Return each line of the entries below that contains the string "placard". Case counts.
━━━━━━━━━━━━━━━━
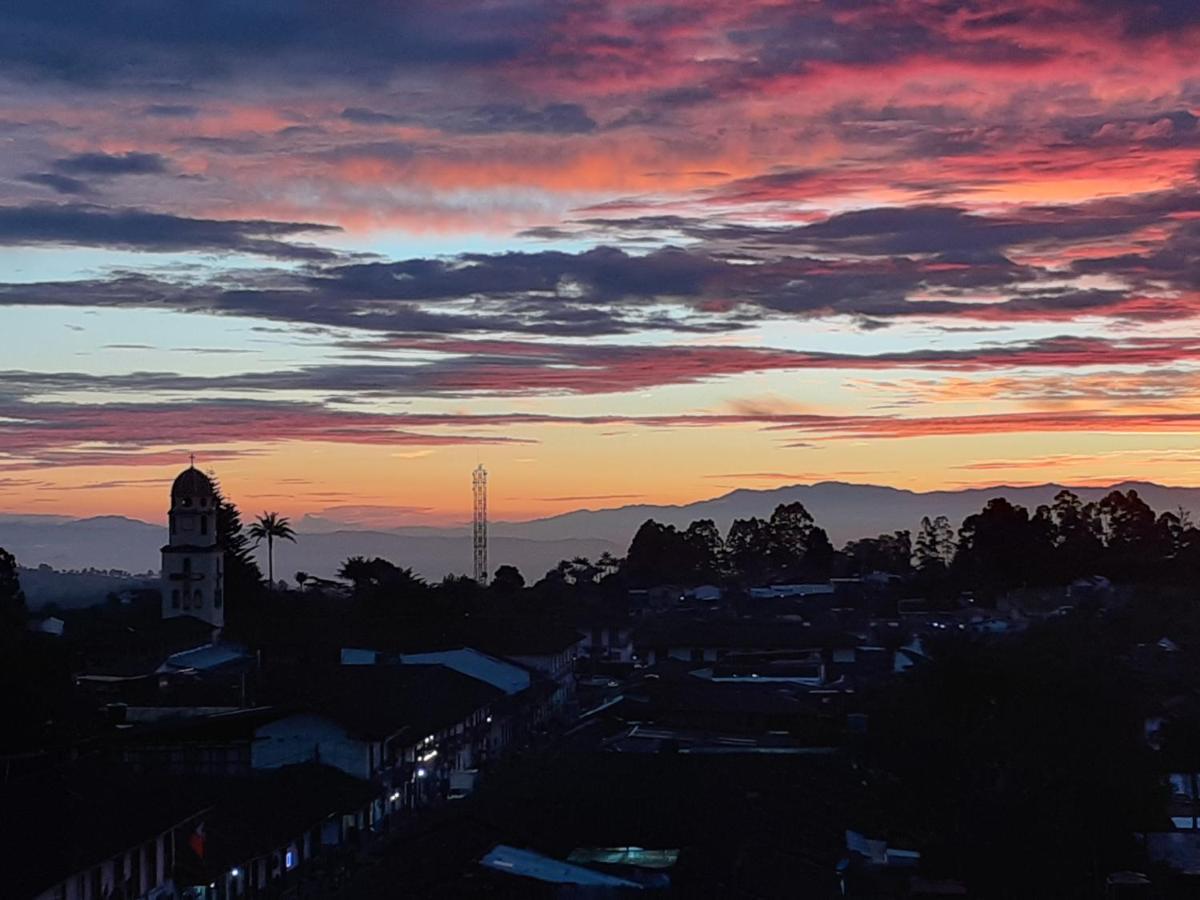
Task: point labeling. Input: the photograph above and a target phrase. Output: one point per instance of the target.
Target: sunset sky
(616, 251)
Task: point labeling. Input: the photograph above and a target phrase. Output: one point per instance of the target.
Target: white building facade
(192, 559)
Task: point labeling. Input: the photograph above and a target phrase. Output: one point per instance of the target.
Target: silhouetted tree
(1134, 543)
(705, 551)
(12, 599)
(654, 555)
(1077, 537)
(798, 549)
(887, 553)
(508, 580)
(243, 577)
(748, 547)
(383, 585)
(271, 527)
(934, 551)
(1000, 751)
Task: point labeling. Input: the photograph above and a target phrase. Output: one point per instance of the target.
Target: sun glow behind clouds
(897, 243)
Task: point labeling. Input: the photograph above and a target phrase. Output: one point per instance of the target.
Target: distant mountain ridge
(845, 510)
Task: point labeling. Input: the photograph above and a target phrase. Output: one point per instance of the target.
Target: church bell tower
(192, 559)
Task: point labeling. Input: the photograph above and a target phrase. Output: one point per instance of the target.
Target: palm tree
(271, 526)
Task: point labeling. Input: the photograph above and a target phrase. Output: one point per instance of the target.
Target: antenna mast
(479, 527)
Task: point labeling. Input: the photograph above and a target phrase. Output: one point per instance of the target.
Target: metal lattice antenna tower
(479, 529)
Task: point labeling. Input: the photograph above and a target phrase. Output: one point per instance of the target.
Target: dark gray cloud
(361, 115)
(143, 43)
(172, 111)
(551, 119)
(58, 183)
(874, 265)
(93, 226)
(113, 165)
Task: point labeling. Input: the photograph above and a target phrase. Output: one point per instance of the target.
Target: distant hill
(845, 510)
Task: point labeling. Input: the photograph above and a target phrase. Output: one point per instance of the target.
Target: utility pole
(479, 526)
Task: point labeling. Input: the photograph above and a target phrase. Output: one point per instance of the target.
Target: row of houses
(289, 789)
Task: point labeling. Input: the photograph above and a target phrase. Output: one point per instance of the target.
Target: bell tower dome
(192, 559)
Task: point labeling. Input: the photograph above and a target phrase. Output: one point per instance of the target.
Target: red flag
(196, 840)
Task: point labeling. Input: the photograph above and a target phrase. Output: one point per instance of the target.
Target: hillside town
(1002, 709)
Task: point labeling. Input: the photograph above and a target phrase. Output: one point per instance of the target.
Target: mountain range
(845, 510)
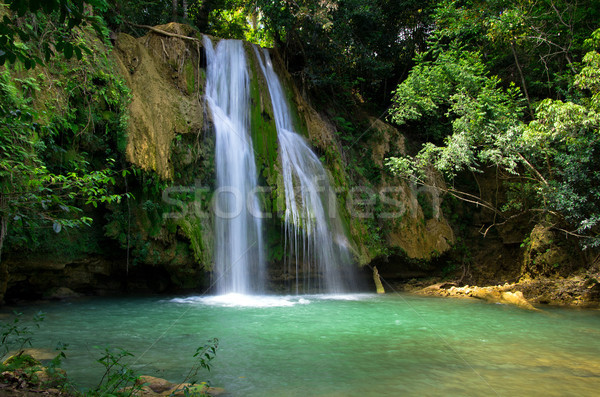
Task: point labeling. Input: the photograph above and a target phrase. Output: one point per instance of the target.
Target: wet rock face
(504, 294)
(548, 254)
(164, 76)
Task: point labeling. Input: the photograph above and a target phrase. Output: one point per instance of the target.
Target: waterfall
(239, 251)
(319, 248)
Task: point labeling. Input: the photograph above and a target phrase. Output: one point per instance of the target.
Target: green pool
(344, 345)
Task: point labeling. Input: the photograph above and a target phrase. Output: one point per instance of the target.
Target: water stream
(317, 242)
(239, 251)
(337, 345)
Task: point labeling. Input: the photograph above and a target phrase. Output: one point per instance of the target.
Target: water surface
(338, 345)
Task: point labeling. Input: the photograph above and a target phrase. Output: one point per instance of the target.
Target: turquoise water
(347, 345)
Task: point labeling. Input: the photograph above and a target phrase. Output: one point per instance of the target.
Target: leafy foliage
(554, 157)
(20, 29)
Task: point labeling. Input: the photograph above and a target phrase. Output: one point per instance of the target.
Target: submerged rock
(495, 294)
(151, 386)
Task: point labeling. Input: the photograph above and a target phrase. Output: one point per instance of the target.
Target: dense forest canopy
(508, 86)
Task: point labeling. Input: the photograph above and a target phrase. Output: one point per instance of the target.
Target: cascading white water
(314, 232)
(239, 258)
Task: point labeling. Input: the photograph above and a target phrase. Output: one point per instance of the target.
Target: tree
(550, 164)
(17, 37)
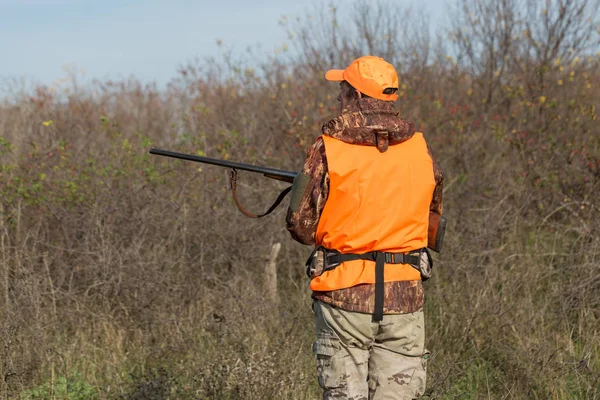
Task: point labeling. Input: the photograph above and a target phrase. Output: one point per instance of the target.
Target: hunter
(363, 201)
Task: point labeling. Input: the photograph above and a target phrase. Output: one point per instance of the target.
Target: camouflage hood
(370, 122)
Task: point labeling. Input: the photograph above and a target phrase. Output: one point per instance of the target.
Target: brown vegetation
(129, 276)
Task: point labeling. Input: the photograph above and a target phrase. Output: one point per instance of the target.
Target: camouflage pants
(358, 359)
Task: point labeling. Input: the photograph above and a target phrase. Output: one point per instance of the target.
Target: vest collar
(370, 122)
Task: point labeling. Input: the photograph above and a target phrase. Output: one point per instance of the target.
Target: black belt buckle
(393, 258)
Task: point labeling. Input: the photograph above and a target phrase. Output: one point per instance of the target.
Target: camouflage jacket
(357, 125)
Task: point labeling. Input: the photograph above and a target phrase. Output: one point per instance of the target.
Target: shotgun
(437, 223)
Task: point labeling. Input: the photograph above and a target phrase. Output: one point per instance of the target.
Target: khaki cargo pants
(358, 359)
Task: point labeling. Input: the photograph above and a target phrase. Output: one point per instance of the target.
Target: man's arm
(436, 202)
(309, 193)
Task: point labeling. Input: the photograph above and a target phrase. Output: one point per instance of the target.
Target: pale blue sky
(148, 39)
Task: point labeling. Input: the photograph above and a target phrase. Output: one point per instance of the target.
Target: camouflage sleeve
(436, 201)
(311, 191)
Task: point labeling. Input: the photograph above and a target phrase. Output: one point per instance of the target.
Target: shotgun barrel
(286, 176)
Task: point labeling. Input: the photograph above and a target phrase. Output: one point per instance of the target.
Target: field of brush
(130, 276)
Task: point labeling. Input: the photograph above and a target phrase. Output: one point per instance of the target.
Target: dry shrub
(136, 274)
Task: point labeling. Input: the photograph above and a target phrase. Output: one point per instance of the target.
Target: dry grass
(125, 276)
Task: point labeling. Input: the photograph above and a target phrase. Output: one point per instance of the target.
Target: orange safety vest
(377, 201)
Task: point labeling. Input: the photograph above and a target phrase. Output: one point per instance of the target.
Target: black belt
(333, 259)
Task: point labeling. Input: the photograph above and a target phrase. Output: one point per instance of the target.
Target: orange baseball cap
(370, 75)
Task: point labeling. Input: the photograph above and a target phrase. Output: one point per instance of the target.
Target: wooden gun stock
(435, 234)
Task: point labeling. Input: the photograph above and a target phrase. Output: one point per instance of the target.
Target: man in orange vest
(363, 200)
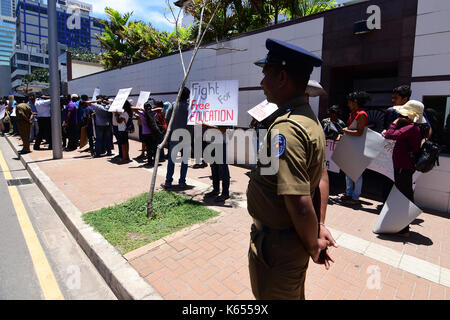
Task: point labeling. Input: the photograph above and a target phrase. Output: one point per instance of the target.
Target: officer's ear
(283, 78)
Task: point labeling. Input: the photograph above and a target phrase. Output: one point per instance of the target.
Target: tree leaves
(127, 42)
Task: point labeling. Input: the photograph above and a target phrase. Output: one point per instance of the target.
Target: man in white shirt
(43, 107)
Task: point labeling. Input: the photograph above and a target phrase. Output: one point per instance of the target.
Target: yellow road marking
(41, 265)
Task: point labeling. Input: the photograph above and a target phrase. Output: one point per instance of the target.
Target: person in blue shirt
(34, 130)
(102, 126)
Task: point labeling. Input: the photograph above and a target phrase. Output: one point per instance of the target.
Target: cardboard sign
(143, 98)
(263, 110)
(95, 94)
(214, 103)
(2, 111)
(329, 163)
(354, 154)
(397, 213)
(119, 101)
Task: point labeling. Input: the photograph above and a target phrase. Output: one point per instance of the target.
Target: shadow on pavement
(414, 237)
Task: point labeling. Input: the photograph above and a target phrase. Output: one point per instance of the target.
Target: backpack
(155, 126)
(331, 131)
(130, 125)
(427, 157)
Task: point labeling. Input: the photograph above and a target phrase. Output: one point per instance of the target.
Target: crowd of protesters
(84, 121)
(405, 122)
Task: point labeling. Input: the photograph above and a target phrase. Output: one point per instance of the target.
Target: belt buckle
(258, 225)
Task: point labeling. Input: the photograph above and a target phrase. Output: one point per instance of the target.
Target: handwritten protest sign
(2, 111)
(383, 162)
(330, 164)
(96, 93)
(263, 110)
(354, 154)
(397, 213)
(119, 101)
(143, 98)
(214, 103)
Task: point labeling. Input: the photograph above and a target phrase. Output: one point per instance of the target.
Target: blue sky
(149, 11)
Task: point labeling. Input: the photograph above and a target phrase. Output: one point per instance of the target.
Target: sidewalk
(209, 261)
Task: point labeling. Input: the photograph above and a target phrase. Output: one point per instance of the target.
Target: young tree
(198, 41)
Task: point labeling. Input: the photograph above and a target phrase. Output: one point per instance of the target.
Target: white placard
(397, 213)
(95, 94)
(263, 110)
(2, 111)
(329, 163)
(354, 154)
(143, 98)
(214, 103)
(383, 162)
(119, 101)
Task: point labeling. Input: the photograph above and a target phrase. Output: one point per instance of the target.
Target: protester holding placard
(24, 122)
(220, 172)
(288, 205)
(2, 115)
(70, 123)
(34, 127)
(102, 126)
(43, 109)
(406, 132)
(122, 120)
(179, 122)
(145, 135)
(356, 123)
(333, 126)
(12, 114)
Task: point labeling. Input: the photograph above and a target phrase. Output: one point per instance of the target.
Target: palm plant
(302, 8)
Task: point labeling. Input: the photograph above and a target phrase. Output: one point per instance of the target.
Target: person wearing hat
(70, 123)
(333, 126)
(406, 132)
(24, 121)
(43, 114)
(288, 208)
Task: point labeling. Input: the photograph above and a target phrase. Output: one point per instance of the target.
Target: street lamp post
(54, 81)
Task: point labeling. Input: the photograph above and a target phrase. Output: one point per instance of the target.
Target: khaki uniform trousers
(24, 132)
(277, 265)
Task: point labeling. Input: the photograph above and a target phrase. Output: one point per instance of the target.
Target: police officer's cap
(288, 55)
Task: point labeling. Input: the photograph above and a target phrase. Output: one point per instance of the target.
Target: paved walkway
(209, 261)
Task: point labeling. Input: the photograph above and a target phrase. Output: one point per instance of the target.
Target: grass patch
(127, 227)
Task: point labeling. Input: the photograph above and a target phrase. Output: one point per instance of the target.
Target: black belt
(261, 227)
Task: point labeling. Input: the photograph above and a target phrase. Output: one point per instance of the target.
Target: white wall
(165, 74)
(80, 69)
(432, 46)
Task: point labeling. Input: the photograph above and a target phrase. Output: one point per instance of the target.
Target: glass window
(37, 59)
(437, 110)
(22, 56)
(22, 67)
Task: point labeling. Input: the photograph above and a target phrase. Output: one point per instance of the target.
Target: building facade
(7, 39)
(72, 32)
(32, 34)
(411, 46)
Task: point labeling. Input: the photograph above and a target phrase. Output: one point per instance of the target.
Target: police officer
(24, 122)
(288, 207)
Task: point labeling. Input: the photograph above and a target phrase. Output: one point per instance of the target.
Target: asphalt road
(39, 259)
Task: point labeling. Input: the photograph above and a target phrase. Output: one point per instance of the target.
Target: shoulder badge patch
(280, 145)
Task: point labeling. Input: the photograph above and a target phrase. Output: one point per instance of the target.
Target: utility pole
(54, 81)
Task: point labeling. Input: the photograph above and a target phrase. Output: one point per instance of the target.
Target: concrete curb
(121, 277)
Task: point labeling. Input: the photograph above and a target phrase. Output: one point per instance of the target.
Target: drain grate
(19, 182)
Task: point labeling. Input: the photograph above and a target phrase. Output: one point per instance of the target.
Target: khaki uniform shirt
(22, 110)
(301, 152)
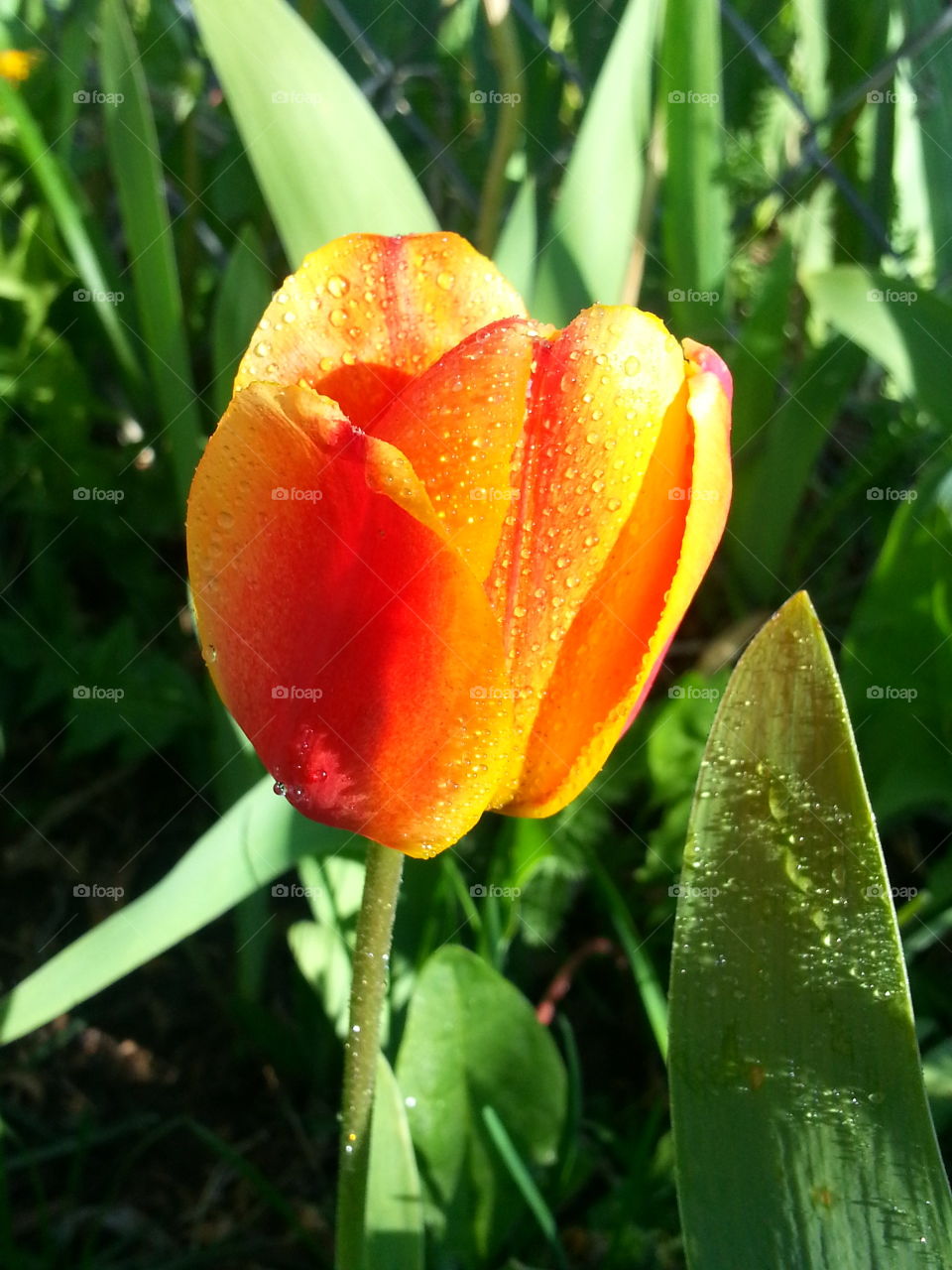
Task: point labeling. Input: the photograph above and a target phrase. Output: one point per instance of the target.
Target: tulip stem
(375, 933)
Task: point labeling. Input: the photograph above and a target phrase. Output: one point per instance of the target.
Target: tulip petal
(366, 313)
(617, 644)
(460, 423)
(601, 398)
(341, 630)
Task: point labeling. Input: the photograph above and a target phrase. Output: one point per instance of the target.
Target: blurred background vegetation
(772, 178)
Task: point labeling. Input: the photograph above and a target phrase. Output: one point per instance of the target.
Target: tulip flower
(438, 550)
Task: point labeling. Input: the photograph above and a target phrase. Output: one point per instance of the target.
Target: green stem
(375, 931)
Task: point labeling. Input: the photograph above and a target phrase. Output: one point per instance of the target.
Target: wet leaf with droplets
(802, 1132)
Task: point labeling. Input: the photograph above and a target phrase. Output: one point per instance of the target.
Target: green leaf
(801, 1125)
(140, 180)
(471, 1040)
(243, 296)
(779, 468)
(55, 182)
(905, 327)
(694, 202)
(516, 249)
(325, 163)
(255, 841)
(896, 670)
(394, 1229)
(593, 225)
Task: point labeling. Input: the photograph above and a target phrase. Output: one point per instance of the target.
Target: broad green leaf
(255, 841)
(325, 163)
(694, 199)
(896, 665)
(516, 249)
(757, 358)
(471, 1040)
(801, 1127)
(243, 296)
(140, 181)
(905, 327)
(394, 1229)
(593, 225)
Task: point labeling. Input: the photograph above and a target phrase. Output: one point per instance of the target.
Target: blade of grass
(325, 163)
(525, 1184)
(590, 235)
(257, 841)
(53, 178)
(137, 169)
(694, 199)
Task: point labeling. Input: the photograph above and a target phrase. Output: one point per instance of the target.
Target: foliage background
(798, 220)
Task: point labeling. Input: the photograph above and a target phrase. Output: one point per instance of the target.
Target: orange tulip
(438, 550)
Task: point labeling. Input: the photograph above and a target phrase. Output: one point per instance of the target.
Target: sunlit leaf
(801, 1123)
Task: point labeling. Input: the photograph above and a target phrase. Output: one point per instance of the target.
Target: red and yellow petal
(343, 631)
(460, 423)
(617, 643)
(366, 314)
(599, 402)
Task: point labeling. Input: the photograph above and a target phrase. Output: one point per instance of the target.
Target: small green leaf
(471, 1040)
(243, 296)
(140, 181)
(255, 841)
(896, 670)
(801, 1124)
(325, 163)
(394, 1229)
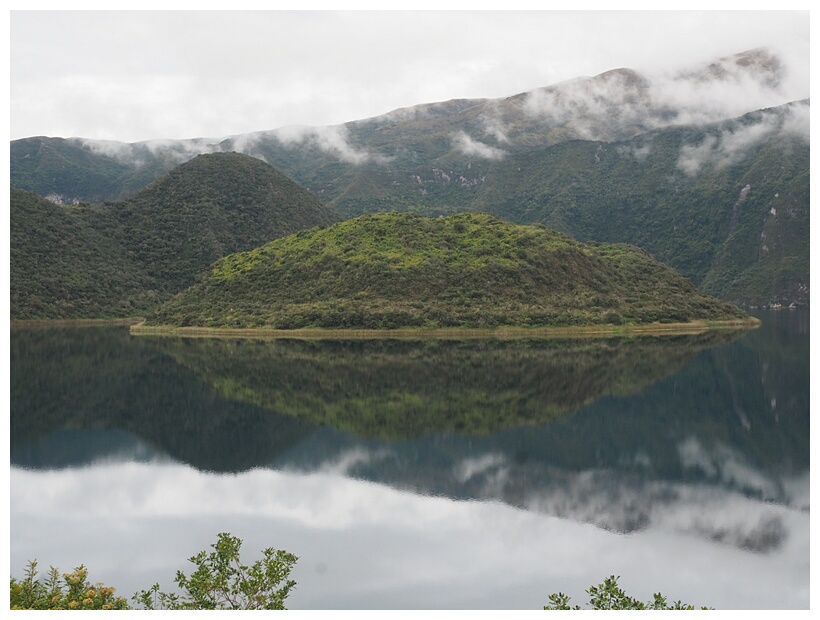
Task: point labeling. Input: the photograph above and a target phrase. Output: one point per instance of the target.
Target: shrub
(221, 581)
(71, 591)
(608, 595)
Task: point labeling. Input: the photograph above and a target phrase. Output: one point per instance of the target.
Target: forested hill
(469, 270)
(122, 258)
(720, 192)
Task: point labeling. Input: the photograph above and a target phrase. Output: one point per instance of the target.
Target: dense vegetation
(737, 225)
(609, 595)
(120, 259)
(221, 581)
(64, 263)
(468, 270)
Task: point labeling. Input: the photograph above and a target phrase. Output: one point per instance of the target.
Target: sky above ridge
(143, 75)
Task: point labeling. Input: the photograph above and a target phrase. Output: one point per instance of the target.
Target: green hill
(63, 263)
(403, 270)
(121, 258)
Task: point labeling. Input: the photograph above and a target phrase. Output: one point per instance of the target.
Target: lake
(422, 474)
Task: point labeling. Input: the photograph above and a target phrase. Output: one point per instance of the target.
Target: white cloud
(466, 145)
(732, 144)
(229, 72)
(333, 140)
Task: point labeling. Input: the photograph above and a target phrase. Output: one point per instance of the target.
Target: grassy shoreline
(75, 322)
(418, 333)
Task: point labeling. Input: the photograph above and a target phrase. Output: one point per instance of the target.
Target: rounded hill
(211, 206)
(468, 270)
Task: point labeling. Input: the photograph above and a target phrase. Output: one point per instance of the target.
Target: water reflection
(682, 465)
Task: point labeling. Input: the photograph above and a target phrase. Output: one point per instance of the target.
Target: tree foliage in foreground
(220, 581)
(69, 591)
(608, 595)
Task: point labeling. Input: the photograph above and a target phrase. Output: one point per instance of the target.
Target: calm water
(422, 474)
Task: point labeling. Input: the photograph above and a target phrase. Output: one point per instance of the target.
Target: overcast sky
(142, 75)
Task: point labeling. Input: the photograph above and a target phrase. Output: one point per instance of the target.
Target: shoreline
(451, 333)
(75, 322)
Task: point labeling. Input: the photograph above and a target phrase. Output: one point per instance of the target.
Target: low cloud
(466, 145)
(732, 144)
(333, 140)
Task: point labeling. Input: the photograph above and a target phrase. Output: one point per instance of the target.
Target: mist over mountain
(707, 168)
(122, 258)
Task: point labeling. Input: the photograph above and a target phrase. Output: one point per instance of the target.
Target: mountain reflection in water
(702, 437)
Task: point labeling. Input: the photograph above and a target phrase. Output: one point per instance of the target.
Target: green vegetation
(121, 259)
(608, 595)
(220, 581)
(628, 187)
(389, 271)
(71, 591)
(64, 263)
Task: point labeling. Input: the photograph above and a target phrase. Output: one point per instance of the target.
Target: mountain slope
━━━━━━━━━━━━━━━━
• _SOLUTION_:
Target: white placard
Target: protester holding placard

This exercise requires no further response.